What you will do: Given the listing that follows, report all lines in which the string "written" occurs.

Excerpted records:
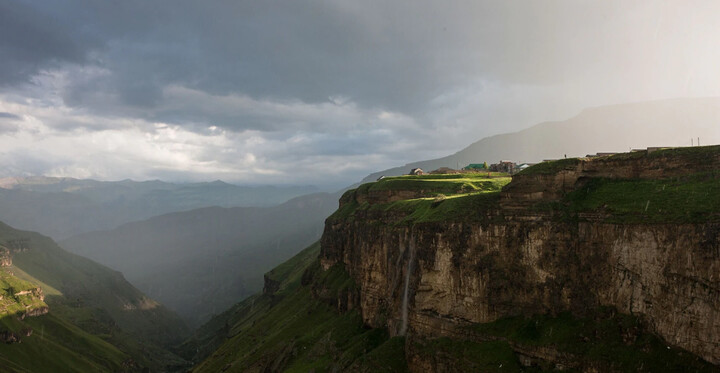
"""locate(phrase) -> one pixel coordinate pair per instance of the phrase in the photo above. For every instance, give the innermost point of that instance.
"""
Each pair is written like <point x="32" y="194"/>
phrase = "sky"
<point x="320" y="92"/>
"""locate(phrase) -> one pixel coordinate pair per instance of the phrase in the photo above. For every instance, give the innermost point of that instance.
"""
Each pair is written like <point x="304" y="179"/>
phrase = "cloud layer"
<point x="320" y="91"/>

Reply:
Each pair is written like <point x="32" y="194"/>
Each pair is written like <point x="304" y="179"/>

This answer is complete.